Je pense, dit Simone ici parce que c'est pratique tout de même ce faux dialogue, que si l'on veut conserver sa dignité à ses propres yeux, on doit se condamner à des luttes quotidiennes avec soi-même, à un déchirement perpétuel, à un perpétuel sentiment d'humiliation, à des souffrances morales épuisantes ; car sans cesse on doit s'abaisser pour satisfaire aux exigences de la production industrielle, se relever pour ne pas perdre sa propre estime, et ainsi de suite. S'il y a un remède possible à tout cela, à cette chaîne d’implacabilité toute faite, il est d'un autre ordre et plus difficile à concevoir. Il exige un effort d'invention. Il faut changer la nature des stimulants du travail, diminuer ou abolir les causes de dégoût, transformer le rapport de chaque ouvrier avec le fonctionnement de l'ensemble de l'usine, (changer le rapport de chaque salarié avec le fonctionnement de l’ensemble de l’entreprise), le rapport de l'ouvrier avec la machine, et la manière dont le temps s'écoule dans le travail. Il ne faut pas chercher de causes à la démoralisation du peuple. La cause est là ; elle est permanente ; elle est essentielle à la condition du travail. Je pense qu’il est grand temps de concevoir clairement notre but : déchirer le voile que met l’argent entre le travail et le travailleur !

## [Tâche à réaliser]
Condensez sous forme de liste le paragraphe du texte retenu qui commence par « Je pense, dit Simone ici », en gardant ses faits principaux.

## [Entrées d'un jeu d'annotations par points]
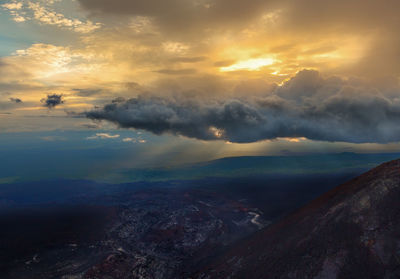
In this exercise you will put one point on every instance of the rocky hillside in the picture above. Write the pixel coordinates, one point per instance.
(353, 231)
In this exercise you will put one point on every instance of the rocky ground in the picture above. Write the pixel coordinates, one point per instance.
(353, 231)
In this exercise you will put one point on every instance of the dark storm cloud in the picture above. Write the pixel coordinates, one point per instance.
(308, 105)
(182, 14)
(16, 100)
(52, 100)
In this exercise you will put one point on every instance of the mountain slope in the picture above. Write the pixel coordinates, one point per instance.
(353, 231)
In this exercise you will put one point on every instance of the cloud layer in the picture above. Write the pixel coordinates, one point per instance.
(307, 105)
(52, 100)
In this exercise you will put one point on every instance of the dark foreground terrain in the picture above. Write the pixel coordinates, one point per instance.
(81, 229)
(352, 231)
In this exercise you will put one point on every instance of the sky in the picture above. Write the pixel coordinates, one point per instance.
(201, 79)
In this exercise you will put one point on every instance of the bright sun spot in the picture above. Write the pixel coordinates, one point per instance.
(250, 65)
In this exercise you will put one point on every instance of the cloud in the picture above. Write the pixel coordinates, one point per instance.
(103, 136)
(308, 105)
(16, 100)
(177, 72)
(44, 13)
(52, 100)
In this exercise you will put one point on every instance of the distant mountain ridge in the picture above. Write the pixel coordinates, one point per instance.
(264, 165)
(352, 231)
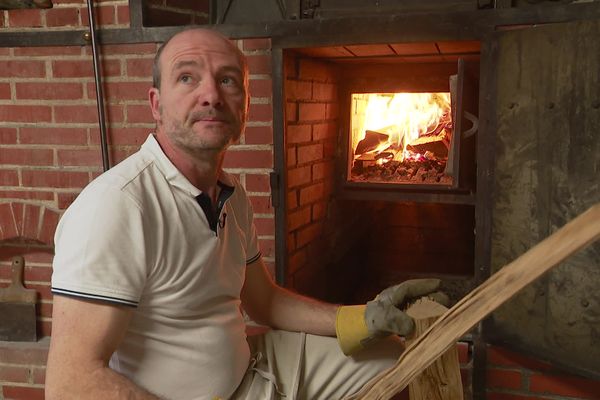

## [Réponse à la tâche]
- Conserver sa dignité à ses propres yeux condamne à des luttes quotidiennes avec soi-même, à un déchirement et à un sentiment d'humiliation perpétuels, ainsi qu'à des souffrances morales épuisantes.
- En effet, il faut sans cesse s'abaisser pour satisfaire aux exigences de la production industrielle, puis se relever pour ne pas perdre sa propre estime.
- Le remède possible est d'un autre ordre, plus difficile à concevoir, et exige un effort d'invention.
- Il faut changer :
  - la nature des stimulants du travail, en diminuant ou en abolissant les causes de dégoût ;
  - le rapport de chaque ouvrier ou salarié avec le fonctionnement de l'ensemble de l'usine ou de l'entreprise ;
  - le rapport de l'ouvrier avec la machine ;
  - la manière dont le temps s'écoule dans le travail.
- La démoralisation du peuple a là sa cause, permanente et essentielle à la condition du travail.
- Le but à concevoir clairement : déchirer le voile que l'argent met entre le travail et le travailleur.